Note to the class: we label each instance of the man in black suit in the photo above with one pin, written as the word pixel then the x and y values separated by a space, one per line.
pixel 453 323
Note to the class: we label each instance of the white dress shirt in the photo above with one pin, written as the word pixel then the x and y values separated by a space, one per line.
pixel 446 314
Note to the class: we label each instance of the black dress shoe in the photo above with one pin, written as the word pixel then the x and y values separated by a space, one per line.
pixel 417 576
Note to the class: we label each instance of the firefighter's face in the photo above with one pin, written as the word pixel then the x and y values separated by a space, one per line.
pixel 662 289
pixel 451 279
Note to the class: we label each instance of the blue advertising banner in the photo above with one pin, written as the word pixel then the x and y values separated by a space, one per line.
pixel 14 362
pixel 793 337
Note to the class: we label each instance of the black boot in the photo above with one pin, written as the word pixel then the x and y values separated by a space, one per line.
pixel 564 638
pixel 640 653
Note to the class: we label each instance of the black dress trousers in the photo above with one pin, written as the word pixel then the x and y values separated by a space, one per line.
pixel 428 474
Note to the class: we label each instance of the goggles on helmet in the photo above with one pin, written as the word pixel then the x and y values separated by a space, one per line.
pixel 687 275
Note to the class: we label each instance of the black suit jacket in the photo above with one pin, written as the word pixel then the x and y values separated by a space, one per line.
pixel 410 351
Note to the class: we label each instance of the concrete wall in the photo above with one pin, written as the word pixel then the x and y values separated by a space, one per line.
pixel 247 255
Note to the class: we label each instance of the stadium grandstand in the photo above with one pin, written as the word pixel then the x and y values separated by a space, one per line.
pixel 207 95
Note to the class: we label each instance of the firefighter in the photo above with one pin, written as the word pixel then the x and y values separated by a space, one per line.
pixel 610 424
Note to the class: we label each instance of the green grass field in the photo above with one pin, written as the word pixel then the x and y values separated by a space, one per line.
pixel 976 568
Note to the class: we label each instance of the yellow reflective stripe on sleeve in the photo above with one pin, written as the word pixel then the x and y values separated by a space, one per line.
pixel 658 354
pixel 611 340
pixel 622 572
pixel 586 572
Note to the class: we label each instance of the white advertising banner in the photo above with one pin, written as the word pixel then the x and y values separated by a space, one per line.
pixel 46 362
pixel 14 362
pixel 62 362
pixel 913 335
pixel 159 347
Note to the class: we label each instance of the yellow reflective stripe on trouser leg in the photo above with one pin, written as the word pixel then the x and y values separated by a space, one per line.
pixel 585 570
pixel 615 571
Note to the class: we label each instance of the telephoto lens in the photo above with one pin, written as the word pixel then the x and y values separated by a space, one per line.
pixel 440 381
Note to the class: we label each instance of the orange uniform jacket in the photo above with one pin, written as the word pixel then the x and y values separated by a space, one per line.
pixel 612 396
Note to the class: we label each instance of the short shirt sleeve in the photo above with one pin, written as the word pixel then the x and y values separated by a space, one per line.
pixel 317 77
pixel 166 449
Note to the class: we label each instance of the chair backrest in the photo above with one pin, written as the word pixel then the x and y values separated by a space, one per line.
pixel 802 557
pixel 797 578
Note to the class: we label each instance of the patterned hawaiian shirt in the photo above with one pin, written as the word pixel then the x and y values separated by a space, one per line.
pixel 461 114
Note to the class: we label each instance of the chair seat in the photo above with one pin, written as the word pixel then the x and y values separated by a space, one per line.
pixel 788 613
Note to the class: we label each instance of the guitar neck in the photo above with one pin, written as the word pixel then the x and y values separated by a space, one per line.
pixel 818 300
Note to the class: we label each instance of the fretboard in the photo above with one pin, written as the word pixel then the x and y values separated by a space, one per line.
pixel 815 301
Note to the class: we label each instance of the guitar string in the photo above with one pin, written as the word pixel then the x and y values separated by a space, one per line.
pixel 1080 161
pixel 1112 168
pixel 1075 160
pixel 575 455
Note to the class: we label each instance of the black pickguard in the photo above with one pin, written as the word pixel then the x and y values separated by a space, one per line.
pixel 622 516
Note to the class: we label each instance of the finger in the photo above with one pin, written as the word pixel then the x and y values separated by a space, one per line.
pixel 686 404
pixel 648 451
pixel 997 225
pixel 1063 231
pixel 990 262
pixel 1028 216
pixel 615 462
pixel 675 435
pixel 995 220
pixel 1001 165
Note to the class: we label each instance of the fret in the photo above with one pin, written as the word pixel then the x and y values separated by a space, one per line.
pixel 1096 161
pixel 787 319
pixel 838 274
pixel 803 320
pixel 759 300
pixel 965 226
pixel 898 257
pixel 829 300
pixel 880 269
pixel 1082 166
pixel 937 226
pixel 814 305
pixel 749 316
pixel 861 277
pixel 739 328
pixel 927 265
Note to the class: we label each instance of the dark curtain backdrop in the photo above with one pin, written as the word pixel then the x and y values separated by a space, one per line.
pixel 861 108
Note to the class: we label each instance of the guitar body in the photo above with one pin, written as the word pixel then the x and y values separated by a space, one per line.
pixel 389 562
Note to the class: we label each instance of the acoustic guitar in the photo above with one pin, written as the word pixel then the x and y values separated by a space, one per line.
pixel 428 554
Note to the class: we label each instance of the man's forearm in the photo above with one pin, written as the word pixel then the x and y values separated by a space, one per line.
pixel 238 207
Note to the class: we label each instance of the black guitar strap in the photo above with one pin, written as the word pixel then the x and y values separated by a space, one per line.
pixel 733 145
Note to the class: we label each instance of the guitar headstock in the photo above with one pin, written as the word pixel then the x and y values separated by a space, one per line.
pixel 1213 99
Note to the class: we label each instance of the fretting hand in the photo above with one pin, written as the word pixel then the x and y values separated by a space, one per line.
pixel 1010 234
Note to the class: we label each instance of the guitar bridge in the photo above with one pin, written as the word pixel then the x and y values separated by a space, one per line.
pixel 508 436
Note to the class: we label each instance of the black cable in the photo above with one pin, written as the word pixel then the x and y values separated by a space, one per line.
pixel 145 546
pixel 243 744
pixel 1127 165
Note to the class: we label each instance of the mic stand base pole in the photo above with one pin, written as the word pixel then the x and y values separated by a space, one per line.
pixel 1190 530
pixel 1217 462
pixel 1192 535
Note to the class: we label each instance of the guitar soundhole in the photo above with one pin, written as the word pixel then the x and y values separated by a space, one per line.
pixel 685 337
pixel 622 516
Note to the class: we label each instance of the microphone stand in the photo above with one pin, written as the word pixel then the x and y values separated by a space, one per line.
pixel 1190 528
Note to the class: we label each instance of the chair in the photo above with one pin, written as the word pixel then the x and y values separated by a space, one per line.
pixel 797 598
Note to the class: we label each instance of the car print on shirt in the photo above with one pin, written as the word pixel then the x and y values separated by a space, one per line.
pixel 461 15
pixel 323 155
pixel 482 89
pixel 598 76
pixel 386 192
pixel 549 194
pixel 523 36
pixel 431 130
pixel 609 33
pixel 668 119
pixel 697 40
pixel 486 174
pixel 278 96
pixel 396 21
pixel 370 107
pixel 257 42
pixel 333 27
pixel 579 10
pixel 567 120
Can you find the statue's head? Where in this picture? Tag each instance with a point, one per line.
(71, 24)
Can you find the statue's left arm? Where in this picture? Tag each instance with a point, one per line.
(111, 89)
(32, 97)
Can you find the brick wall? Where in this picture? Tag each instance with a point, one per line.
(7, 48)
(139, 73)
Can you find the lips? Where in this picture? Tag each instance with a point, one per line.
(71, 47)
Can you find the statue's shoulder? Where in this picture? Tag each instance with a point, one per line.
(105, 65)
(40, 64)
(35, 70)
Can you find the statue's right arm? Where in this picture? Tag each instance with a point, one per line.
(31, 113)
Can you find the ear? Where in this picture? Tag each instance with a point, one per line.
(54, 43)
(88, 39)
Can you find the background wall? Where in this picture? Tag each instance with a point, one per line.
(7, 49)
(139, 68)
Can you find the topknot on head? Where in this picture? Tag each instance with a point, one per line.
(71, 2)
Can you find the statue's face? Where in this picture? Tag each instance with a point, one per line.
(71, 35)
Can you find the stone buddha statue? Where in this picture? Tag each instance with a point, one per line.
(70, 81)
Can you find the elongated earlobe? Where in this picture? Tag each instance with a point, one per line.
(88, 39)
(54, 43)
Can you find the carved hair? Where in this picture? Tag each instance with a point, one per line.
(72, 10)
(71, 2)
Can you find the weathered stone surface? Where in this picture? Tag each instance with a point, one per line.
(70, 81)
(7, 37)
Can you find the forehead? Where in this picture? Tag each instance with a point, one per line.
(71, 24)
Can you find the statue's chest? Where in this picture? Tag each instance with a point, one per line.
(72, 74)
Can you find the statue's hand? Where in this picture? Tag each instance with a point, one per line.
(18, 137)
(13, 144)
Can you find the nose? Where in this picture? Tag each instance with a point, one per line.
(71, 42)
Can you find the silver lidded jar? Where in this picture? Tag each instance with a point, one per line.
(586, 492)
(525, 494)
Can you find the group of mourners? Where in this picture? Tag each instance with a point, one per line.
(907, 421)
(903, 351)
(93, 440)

----------------

WHAT NEEDS TO BE DONE: Please copy nothing but the lines from the one that holds "Can you find the statue's hand?" through the last line of the material above, exactly as written.

SOLVED EXERCISE:
Can you find the statue's hand? Where in this picture? Tag each instance with a point, one per line.
(18, 137)
(13, 144)
Can you find the nose? Where in this picture? Tag each instance with a point, one per line.
(71, 42)
Can you find the silver lidded jar? Where in this picture? Tag each instance with a point, one per line.
(586, 492)
(525, 494)
Can you find the group of mourners? Where in this picture? Tag each instance with a point, one per line.
(907, 421)
(903, 351)
(93, 440)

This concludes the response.